Exercise instructions → From the line that holds "Trace the outline of every instance of the balcony" to the last line of the data, copy everything exactly; leave out all the rest.
● ● ● ● ● ● ●
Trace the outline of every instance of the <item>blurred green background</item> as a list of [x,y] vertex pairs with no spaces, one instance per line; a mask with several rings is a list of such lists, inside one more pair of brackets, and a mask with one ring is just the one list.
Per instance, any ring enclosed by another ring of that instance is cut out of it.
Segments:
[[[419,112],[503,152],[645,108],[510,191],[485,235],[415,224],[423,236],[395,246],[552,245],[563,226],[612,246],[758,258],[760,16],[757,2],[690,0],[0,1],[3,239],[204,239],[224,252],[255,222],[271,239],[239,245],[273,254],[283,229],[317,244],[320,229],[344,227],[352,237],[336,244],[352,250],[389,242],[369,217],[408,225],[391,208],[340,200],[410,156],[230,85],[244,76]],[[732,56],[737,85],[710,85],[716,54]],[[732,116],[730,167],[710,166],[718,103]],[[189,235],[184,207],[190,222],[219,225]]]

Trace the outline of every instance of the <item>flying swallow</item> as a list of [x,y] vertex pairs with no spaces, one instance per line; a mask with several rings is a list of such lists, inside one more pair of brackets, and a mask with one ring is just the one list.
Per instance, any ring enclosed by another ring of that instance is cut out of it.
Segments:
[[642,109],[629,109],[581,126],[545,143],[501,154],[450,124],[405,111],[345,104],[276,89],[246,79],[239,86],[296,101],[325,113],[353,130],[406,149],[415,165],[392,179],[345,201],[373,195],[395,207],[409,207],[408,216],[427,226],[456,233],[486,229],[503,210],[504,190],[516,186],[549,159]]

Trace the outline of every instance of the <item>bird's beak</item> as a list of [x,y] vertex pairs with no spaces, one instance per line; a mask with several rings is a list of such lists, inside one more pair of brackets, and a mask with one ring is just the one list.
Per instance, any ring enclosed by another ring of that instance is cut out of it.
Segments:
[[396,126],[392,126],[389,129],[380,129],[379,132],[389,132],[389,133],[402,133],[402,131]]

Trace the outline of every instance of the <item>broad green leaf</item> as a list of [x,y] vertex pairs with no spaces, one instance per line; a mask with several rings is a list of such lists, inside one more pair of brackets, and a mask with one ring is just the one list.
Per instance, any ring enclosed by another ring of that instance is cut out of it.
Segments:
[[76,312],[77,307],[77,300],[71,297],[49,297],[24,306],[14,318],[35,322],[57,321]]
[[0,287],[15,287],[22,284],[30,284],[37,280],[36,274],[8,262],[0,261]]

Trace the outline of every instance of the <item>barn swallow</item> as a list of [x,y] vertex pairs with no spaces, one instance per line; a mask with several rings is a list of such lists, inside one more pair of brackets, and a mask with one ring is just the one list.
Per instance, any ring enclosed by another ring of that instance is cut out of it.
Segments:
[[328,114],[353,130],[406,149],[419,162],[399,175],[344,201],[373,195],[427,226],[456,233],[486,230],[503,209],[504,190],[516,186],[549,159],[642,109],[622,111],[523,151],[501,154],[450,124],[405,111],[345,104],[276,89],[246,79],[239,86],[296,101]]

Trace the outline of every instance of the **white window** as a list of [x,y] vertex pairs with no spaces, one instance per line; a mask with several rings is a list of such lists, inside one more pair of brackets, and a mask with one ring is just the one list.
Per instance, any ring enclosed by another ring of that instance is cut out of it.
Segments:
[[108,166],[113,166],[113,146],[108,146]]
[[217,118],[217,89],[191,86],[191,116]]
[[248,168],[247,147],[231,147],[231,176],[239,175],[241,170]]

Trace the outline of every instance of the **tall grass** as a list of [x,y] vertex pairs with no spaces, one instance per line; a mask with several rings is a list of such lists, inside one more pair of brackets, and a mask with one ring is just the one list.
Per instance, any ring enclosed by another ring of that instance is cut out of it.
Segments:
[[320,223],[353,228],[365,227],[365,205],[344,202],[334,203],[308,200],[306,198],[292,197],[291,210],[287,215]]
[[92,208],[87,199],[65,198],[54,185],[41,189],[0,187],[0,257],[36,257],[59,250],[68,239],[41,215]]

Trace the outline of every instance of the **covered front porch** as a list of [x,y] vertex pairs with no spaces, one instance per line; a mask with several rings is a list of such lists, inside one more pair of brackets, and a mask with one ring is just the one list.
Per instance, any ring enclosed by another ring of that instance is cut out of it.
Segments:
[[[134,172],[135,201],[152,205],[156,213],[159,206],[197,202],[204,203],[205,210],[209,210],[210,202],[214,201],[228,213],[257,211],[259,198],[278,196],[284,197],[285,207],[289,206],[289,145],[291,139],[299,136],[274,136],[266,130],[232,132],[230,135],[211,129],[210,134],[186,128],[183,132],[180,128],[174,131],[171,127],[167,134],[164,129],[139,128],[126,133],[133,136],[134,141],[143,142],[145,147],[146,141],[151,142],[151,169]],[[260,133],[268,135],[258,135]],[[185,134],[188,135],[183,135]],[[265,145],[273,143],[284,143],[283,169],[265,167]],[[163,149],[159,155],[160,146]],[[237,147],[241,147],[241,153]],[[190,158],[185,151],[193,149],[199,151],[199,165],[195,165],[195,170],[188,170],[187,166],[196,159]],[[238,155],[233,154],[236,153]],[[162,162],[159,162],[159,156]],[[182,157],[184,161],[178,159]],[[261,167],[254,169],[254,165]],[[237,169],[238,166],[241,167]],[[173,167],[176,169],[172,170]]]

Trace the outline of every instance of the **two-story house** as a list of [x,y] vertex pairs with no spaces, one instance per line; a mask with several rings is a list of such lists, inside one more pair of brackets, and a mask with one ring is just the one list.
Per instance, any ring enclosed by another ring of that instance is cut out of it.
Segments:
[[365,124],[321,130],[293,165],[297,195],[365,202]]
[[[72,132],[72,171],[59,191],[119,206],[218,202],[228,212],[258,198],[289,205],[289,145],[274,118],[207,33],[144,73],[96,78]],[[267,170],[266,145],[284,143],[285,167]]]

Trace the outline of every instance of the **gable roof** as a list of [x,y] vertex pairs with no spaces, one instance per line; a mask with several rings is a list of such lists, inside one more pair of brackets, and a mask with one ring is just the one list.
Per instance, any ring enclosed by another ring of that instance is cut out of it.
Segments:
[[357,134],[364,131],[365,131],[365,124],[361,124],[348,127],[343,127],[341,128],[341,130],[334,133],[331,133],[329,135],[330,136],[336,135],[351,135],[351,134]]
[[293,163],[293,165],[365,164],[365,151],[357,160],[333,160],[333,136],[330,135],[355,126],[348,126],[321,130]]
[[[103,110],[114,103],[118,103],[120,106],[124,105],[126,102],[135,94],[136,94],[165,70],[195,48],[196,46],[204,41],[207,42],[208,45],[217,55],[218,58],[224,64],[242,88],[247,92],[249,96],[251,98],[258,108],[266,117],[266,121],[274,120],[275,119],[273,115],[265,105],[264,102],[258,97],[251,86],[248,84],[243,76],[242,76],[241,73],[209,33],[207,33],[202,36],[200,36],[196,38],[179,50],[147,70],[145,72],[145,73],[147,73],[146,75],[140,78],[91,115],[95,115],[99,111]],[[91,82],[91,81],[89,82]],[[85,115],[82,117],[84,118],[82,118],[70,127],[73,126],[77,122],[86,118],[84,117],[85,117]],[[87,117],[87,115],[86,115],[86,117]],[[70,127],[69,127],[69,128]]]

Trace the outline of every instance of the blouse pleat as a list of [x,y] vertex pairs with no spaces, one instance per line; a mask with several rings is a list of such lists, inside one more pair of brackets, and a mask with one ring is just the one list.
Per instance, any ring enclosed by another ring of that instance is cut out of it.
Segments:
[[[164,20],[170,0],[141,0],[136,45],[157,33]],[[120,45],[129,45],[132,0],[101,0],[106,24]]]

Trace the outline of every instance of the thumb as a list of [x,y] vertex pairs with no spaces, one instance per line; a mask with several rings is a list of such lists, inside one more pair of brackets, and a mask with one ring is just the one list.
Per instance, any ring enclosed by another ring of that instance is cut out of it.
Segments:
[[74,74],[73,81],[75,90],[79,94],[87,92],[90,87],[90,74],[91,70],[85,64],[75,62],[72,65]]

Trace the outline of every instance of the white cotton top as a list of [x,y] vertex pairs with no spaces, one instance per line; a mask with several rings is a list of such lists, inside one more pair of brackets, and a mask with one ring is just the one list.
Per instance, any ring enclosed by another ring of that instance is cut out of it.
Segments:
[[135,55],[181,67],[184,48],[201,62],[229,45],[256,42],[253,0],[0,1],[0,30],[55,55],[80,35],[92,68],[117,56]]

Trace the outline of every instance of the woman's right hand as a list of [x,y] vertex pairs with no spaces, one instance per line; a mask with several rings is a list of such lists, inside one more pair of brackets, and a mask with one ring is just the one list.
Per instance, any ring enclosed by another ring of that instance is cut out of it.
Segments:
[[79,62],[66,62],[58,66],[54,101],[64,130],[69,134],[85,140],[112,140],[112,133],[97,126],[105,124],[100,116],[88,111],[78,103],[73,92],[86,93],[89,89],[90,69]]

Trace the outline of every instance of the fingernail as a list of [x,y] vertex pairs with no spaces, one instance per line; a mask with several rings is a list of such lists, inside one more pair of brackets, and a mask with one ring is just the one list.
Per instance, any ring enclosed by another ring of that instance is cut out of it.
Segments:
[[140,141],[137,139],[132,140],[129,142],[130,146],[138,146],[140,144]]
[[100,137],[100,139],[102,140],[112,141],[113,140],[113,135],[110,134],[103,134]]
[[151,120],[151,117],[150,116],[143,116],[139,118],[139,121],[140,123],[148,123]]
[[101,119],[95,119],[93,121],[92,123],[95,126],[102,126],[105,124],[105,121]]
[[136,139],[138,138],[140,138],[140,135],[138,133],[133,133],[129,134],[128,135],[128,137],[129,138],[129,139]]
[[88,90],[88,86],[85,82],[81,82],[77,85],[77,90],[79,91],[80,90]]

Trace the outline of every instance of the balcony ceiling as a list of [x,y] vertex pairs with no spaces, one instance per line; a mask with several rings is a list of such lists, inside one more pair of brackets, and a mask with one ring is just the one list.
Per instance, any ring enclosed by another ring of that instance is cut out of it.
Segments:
● ● ● ● ● ● ●
Answer to the exercise →
Trace the outline of every instance of the balcony ceiling as a list of [x,y] vertex pairs with no spaces, one instance per line; a mask with several rings is a list of such lists, inside one more pair of brackets, and a mask with one ring is just the one list.
Per instance, any ring enclosed by another ring of that instance is cut out of it.
Segments:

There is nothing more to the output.